___ Brano da leggere

Ed ancora, si è arrivati a ritenere sufficiente la “capacità degli elementi posti a sostegno della richiesta di cui all’art. 416 cod. proc. pen., eventualmente integrati ai sensi degli art. 421 bis e 422 cod.proc.pen,, di dimostrare la sussistenza di una “minima probabilità” che, all’esito del dibattimento, possa essere affermata la colpevolezza dell’imputato”.
In ultimo, si è passati dal mondo del probabile a quello del possibile ritenendo che “Il giudicante dell’udienza preliminare è chiamato a stabilire se le fonti di prova dell’accusa abbiano una consistenza tale da meritare il vaglio del giudice del dibattimento (anche al fine di consentire, nella dialettica propria di quella sede, lo sviluppo di elementi ancora non chiariti); ciò, evidentemente, in vista di una (non probabile ma) possibile sentenza di condanna all’esito del giudizio dibattimentale”
4. Le nuove prospettive della “Riforma Cartabia” e la “ragionevole previsione di condanna”
Tra le modifiche apportate dall’intervento compiuto dal legislatore vi è la delega sulla riforma del codice di procedura penale. Come detto, tra le varie prospettive di modifica è presente quella relativa alla rimodulazione dell’udienza preliminare, mediante l’imposizione come criterio guida per la richiesta di rinvio a giudizio ed, in prospettiva contraria, per l’emanazione sentenza di non luogo a procedere, quello della “ragionevole previsione della condanna”.
In primis viene stabilita la modifica delle regole di valutazione del pubblico ministero, ex artt. 408 c.p.p. e 125 disp. att. c.p.p, con una regola di valutazione che rimane pur sempre di natura prognostica, ma tesa a porre al centro della sua analisi il momento conclusivo del processo penale, ovvero la decisione.

______

## Consegna 1
Individua nelle voci ogni riga in cui compare la parola "ball" e ricopiala.
Le voci riportate qui sotto non hanno alcun legame con il brano.

___ Dati forniti

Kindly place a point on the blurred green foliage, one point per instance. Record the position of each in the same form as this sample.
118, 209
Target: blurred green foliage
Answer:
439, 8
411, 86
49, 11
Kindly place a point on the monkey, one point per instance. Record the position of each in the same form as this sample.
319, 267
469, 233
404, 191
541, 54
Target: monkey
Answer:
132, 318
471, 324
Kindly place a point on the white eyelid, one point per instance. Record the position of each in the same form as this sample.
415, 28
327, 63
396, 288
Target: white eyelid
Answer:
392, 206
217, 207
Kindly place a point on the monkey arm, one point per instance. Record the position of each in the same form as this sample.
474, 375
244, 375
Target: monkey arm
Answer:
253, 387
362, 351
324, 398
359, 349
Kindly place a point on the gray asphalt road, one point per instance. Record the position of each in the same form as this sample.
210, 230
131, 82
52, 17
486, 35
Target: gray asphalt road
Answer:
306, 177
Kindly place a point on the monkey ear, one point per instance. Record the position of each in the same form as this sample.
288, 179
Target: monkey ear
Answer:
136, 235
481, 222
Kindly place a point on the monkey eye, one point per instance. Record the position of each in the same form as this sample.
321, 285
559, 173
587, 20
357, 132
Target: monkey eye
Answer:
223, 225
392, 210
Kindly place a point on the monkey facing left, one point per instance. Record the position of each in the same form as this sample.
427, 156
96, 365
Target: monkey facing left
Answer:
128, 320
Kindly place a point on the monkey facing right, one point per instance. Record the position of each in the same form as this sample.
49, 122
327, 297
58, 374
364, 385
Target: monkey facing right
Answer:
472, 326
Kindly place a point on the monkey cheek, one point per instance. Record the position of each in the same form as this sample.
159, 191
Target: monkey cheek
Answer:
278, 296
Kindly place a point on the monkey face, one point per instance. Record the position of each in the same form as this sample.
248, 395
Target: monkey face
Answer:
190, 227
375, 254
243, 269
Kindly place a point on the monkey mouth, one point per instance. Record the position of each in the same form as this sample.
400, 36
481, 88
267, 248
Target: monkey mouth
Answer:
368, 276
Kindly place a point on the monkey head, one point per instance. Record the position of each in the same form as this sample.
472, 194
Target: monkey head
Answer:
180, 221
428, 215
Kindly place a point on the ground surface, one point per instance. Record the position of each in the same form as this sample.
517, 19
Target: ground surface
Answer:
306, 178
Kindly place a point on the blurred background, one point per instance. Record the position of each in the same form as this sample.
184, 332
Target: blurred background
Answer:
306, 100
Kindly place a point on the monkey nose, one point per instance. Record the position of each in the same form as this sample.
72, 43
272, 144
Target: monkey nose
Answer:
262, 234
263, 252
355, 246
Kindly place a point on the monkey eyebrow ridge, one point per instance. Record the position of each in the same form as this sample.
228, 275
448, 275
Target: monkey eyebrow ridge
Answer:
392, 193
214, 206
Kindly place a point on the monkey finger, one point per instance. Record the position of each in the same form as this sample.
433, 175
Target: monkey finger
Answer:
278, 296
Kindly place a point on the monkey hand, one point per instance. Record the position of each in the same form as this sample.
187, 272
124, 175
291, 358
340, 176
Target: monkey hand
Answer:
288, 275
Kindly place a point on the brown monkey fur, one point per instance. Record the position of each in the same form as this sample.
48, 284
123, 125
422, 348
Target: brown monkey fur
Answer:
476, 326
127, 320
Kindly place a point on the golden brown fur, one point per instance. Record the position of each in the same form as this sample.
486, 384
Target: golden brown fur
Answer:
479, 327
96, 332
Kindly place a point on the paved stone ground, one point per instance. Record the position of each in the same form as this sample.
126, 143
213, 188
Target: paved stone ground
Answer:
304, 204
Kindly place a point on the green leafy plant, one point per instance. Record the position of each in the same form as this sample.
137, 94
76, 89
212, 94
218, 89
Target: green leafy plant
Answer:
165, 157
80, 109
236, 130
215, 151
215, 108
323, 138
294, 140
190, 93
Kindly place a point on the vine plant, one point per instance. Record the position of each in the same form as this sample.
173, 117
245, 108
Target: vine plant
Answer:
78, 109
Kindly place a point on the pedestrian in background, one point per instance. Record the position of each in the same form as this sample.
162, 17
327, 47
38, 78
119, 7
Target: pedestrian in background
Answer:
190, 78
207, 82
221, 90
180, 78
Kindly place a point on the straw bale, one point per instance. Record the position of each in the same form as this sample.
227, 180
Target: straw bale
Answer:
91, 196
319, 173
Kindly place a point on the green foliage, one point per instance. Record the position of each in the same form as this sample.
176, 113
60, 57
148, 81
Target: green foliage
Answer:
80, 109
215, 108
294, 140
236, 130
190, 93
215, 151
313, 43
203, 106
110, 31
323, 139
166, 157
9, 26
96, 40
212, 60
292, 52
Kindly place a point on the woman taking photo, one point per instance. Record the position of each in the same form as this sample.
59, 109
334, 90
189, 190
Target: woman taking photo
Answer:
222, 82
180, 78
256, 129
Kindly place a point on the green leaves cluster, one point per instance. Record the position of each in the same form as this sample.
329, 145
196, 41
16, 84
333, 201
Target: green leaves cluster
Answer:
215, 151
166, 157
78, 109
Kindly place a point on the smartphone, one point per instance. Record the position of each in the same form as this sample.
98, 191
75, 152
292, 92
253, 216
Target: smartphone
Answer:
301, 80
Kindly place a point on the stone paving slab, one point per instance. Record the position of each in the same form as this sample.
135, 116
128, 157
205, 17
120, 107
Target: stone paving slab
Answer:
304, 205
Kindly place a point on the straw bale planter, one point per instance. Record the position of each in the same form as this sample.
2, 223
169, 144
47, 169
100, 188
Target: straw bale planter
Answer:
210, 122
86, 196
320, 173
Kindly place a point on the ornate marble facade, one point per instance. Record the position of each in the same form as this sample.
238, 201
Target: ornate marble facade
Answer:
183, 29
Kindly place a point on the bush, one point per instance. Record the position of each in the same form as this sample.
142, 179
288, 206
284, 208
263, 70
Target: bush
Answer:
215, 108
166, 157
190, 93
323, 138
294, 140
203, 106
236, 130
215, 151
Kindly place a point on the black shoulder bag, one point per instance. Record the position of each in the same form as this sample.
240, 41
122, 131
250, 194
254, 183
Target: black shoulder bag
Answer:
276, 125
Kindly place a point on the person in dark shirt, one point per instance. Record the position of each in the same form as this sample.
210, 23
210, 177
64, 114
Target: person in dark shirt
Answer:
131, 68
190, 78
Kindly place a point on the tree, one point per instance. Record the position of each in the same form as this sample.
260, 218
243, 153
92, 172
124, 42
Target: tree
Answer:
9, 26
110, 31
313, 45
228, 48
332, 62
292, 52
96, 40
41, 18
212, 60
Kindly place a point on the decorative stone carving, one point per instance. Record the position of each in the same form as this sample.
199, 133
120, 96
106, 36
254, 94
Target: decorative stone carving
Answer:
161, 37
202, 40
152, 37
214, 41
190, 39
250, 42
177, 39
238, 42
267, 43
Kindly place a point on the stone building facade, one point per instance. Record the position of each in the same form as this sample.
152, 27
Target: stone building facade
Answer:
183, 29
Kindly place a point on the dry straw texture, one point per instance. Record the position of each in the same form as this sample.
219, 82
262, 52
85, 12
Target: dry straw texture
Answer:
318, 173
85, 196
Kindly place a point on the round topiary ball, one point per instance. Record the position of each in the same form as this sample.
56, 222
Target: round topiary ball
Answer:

______

## Consegna 2
Secondo il brano, quale criterio guida viene imposto per la richiesta di rinvio a giudizio?

## Risposta completa 1
Kindly place a point on the round topiary ball, one point per instance. Record the position of each in the same form as this sample.
Target: round topiary ball

## Risposta completa 2
La «ragionevole previsione della condanna».